* TEXT EXTRACT
================================

Fabius Stanly-born on 15 December 1815 in New Berne, N.C.-was appointed midshipman on 20 December 1831. He was promoted to lieutenant on 8 September 1841. During the Mexican War, he was assigned to the Pacific Squadron and participated in the capture of California and the defense of San Francisco. He also took part in several land raids and, on one occasion, led a party of 30 bluejackets on a cannon-spiking raid in the midst of 1,500 enemy troops. He completed his mission successfully, returning to the boats with all his wounded and some prisoners to boot. Promoted to commander at the outset of the Civil War, he served in the Pacific Squadron until 1864. At that time, he was given command of State of Georgia and cruised off the coast of South Carolina for the duration of the war. Stanly was commissioned captain on 25 July 1866, commodore on 1 July 1870, and rear admiral on 12 February 1874. He was retired from the Navy on 4 June 1874 and died in Washington, D.C., on 5 December 1882.
(DD-478: dp. 2,050; l. 376'5"; b. 39'7"; dr. 17'9"; s. 35.2 k. (tl.); cpl. 329; a. 5 5", 10 40mm., 10 21"tt.; cl. Fletcher)
Stanly (DD-478) was laid down on 15 September 1941 at the Charleston Navy Yard, Charleston, S.C.; launched on 2 May 1942; sponsored by Mrs. Elizabeth Stanley Boss; and commissioned on 15 October 1942, Lt. Comdr. James M. Robinson in command.
Stanly remained in Charleston fitting-out and undergoing dock trials until 30 December. During that time, her seaplane catapult was removed to make room for additional 5-inch guns. On the 30th, she passed Fort Sumter on her way to shakedown training off the coast of Cuba. Stanly returned to Charleston on 7 January 1943 and operated on the east coast and in Guantanamo Bay until 28 February when she rounded Cape Charles and headed for Delaware Bay, where she joined Sante Fe (CL-60) and sailed with the light cruiser for Panama.

================================

* DATA PROVIDED

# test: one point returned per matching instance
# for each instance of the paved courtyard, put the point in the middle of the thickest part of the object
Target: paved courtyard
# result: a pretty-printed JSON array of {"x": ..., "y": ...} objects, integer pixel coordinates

================================

* WRITTEN PROBLEM 1
Revise the Stanly history, starting with "Stanly remained in" and going on through "cruiser for Panama.", so that "seaplane catapult" is replaced by "aircraft catapult".
* WRITTEN PROBLEM 2
Does each statement agree with the Stanly history? (a) Fabius Stanly was promoted to lieutenant in 1841. (b) The destroyer Stanly was laid down at the Boston Navy Yard. (c) The destroyer's seaplane catapult was taken off to make room for more 5-inch guns.
* WRITTEN PROBLEM 3
Extend the Stanly history beyond its final sentence, about the destroyer sailing for Panama.

* WRITTEN RESPONSE 1
Stanly remained in Charleston fitting-out and undergoing dock trials until 30 December. During that time, her aircraft catapult was removed to make room for additional 5-inch guns. On the 30th, she passed Fort Sumter on her way to shakedown training off the coast of Cuba. Stanly returned to Charleston on 7 January 1943 and operated on the east coast and in Guantanamo Bay until 28 February when she rounded Cape Charles and headed for Delaware Bay, where she joined Sante Fe (CL-60) and sailed with the light cruiser for Panama.

* WRITTEN RESPONSE 2
(a) Yes: "He was promoted to lieutenant on 8 September 1841."
(b) No: "laid down on 15 September 1941 at the Charleston Navy Yard, Charleston, S.C."
(c) Yes: "her seaplane catapult was removed to make room for additional 5-inch guns."

* WRITTEN RESPONSE 3
The two warships transited the canal on 5 March, fueled at Balboa the next day, and steamed for Long Beach. They stayed at San Pedro Harbor from the 12th to the 16th, when they headed for Hawaii. After entering Pearl Harbor on 22 March, Stanly operated out of that naval base until May, hunting submarines, participating in drills, and screening convoys on the last leg of their voyages to Oahu. Finally, on 14 May, she departed Pearl Harbor in the screen of a westward-bound convoy. Twelve days later, Stanly and her convoy passed through the submarine nets into the harbor at Noumea, New Caledonia.
Over the next three months, Stanly was in and out of Noumea, escorting convoys and screening battleships and carriers. She made trips as far west as the coast of Australia and as far north and east as the New Hebrides and Wallis islands. Upon her return to Noumea from Wallis Island on 7 August, Stanly was ordered to Espiritu Santo with a convoy. Entering Segond Channel on the 11th, she underwent 13 days availability before exiting the channel for Fila Island, also in the New Hebrides. On this passage, she was accompanied by destroyers Charles Ausburne (DD-570), Claxton (DD-571), and Dyson (DD-572). The four destroyers arrived at Pila on the 24th and stood out again the next day, bound for the Solomons.
By 27 August, Stanly and the other three destroyers were off Guadalcanal, patrolling the anchorage at Lengo Channel. The Solpmons-Bismarcks area was to be her theater of operations until late February 1944. On 28 August, she stopped at Tulagi; then, steamed on to patrol the entrance to Kula Gulf, between Kolombangara and New Georgia, and returned the next day to Florida Island. During the first week in September, Stanly sailed between Port Purvis and Tulagi; then, on the 8th, escorted a convoy out of Purvis Bay. The destroyer parted company with the convoy on 10 September and headed on to New Caledonia. Arriving in Noumea on the 13th, she underwent boiler repairs, exchanged ammunition and torpedoes, fueled, and departed on 29 September.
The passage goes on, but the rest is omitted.